▶ [Exercise] Every entry that follows needs to be repeated exactly.

▶ [Recorded data]
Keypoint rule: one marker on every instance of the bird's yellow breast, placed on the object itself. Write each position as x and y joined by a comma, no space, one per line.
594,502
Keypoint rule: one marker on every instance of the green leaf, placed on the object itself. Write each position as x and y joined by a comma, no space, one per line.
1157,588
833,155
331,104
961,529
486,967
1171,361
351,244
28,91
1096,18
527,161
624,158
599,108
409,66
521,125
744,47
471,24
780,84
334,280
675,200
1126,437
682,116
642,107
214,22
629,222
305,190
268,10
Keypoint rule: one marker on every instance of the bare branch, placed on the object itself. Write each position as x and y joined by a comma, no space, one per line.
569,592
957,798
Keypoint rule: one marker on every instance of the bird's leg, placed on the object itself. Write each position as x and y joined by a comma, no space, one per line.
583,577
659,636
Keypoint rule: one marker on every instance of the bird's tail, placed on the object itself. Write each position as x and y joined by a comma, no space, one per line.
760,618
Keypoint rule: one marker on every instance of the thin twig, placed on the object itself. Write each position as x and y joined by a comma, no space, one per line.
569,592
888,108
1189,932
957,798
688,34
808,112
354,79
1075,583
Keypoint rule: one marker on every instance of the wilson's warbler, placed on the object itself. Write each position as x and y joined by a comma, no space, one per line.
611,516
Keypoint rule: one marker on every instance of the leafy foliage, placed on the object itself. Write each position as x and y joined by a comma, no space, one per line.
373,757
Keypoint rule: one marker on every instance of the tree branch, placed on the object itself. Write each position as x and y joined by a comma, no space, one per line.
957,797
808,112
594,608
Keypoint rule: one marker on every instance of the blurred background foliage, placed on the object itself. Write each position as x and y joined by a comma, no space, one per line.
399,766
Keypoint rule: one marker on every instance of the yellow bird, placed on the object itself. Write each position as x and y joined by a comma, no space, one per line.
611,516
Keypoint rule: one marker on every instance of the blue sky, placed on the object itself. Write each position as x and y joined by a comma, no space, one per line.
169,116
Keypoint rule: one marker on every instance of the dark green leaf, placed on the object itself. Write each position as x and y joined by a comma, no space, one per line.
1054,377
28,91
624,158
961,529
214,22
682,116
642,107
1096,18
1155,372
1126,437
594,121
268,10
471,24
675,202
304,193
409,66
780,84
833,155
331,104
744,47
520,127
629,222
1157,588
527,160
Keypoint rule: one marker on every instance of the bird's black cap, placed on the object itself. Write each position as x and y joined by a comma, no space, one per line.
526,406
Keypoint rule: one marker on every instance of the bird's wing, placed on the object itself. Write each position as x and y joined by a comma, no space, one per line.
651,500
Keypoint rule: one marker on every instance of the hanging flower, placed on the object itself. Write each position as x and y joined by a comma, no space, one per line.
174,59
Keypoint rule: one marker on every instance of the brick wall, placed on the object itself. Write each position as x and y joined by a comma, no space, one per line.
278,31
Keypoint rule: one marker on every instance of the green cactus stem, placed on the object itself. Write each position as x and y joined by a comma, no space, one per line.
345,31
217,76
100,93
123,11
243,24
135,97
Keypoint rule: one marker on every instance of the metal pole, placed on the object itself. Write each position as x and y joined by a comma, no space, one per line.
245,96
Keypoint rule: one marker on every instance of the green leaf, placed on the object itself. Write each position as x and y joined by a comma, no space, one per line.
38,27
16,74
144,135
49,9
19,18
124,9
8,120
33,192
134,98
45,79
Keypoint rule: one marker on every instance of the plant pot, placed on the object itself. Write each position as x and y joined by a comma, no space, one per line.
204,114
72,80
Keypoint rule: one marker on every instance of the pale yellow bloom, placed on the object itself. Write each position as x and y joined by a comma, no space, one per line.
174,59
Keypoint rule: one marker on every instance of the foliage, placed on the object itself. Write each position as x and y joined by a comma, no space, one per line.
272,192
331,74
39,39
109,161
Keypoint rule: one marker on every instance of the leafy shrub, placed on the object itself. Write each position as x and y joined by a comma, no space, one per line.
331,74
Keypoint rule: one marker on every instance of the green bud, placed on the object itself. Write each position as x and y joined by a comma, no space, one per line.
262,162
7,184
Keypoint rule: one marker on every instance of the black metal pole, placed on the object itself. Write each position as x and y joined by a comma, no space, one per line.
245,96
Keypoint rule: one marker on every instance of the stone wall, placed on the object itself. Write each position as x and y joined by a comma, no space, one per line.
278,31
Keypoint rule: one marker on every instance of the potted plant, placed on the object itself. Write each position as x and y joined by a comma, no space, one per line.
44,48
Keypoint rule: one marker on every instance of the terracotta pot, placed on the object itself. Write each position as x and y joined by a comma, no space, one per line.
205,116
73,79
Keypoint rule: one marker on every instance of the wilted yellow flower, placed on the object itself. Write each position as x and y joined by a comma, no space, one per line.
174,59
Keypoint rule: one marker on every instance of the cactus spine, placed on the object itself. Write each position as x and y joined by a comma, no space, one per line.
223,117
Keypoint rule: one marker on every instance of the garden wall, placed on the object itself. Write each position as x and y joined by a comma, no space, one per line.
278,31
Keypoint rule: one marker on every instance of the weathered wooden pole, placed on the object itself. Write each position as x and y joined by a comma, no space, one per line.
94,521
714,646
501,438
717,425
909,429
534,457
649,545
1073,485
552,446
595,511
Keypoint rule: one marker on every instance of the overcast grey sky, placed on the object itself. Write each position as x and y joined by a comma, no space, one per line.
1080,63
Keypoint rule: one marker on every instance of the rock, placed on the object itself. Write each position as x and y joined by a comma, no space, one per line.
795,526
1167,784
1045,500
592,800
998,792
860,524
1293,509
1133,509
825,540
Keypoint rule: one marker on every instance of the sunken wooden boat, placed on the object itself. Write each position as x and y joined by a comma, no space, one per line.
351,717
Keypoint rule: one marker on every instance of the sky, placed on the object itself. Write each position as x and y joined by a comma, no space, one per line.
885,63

▶ [Written solution]
Keypoint rule: one marker on every instance of the bird's yellow breast, placed on the object itself. Write each position as x and y joined by a comma, no space, one per line.
594,502
Keypoint rule: one marker on every instance of the green leaf, placed on the object itself. Write each position as x and y joined by a comma, no space, one per line.
1157,588
833,155
331,104
961,529
486,967
1171,361
351,244
28,91
1096,18
527,161
624,158
599,108
409,66
521,125
744,47
471,24
780,84
334,280
675,200
1126,437
682,116
642,107
214,22
629,222
305,190
268,10
Keypoint rule: one marker on every instance of the bare branch, placed on the object itself. Write each position as x and y joined by a comma, no space, one per line.
569,592
957,798
Keypoint rule: one marker on every instance of the bird's leg, placed on the object itself. Write each position as x and y joined by a comma, no space, one per line.
583,577
659,636
Keypoint rule: one marker on every instance of the bird's tail, placed on the object itself. Write each position as x and y joined by a comma, no space, one per line.
760,618
Keypoint rule: one marker on every instance of the thin twig, placed on the object itself. Write each position as x and y joined by a comma, no space, one per line.
569,592
888,108
1189,932
957,798
688,34
808,112
354,79
1075,583
Keypoint rule: one marker on every instance of the wilson's warbler, placed on the object itself. Write each position as x and y joined by a comma, no space, one per line.
611,516
Keypoint rule: one marker on every instance of the leafy foliage, placed on the object itself. Write each position as x and y joined by a comma, no space, one per line.
373,757
Keypoint rule: one marker on every instance of the tree branch, placed on the object itself. Write each position as x and y joined by a comma, no space, one per line.
957,797
808,112
594,608
Keypoint rule: one marker on every instance of the blurred background foliage, placed on the object itself. Write each position as x and y joined by a comma, no space, one per line.
399,766
Keypoint rule: one marker on every instance of the yellow bird, placed on the object itself. Write each position as x and y joined by a comma, no space, one per line.
611,516
Keypoint rule: one marker on every instance of the blue sky, placed on the object itself. Write each position as x and y joined by a comma, no space, one per line.
169,116
Keypoint rule: one marker on every instance of the dark green leaf, placed on the object itself. Write each position as x and y joined by a comma, no space, one per line.
1054,377
28,91
624,158
961,529
214,22
682,116
642,107
1096,18
1155,372
1126,437
594,121
268,10
471,24
675,202
304,193
409,66
780,84
833,155
331,104
744,47
520,127
629,222
1157,588
527,160
Keypoint rule: one marker on every instance of the bird's black cap, placed on the object itself. Write each position as x and y joined by a comma, no space, one per line.
526,406
Keypoint rule: one marker on every instance of the bird's wing, placed on the object itself. Write each position as x and y joined by a comma, no space, one per line.
651,500
Keypoint rule: one marker on every instance of the hanging flower, placed on the object itself. Write each position as x and y joined by a comma, no space, one per line.
174,59
Keypoint rule: one marker on every instance of the brick wall, placed on the object itself. Write each position as x and y joined by a comma, no space, one per line.
278,31
Keypoint rule: one marker on every instance of the green cactus stem, placed on the object itself. Write each position as x and y joined by a comma, no space, one per line.
345,31
217,76
100,93
123,11
243,24
135,97
Keypoint rule: one marker on every instance of the metal pole, placed on the object itself. Write each position as x and y joined by a comma, no space, one per line.
245,96
Keypoint rule: one marker on every instance of the green leaf, placed on the object itself. Write each position as x and y joined by a comma, no space, one per line.
38,27
16,74
144,135
49,9
19,18
124,9
8,120
33,192
134,98
45,79
Keypoint rule: one marker on every instance of the plant pot, placed on the object itself. Write each position as x and y joined by a comma, no space, one per line.
204,114
72,80
Keypoint rule: one marker on every instance of the pale yellow bloom, placed on the object itself. Write each position as x and y joined by a comma, no space, one per line.
174,59
Keypoint rule: one marker on every instance of the foliage, placed on the object itself. Write each position as x and y joined by a comma, no space, one per line.
272,192
331,74
39,39
109,161
Keypoint rule: one marker on every instance of the leafy shrub, placed on the object itself. Write each position as x and y joined by a comma, no space, one per line.
331,74
Keypoint rule: one marker on every instance of the green bud, placed on the object itself. Write each position as x and y joined by a comma, no space, one per line.
262,162
7,184
Keypoint rule: one marker on every instance of the black metal pole, placed on the object itself. Write each position as x and y joined by a comma, no space, one per line.
245,96
Keypoint rule: one marker on every instance of the stone wall, placed on the object itself. Write each position as x and y joined by a comma, no space, one per line.
278,31
Keypoint rule: one marker on every instance of the potted plant, placed on the object itself. Write each position as x and y joined by a comma, no space, one per line.
44,48
Keypoint rule: one marker on every instance of the terracotta pot, placed on the object itself. Write each position as x and y joined by a comma, no space, one per line.
205,116
73,79
Keypoint rule: one marker on every instance of the wilted yellow flower, placed on the object itself. Write each position as x and y joined by a comma, no space, one per line.
174,59
Keypoint rule: one marker on every instance of the cactus spine, placed on the object itself. Write each position as x and y joined by a comma, no space, one per line.
223,117
Keypoint rule: one marker on every instance of the garden wall, placed on the object itself. Write each position as x and y joined by a comma, no space, one per line.
278,31
Keypoint rule: one marker on every instance of the weathered wooden pole, placed on the object itself. Write each position as x and y joined by a comma, no space, one per line.
94,521
714,646
501,438
717,425
909,429
534,457
649,545
1073,485
552,446
595,511
Keypoint rule: one marker on every instance of the overcast grey sky, placed on the object itself. Write each position as x and y joined by a comma, no space, one per line.
1080,63
Keypoint rule: one marker on every instance of the rock, placed on the object itself. Write each position as x and y joined by a comma, no space, one per line.
795,526
1167,784
1045,500
592,800
998,792
860,524
1293,509
1133,509
825,540
Keypoint rule: one marker on every instance of the sunken wooden boat, placed on the object itself. Write each position as x and y joined by a comma, no space, one per line.
351,717
Keypoint rule: one marker on every instance of the sky, placed on the object itself. Write each position as x and y joined by a comma, no space, one per line.
885,63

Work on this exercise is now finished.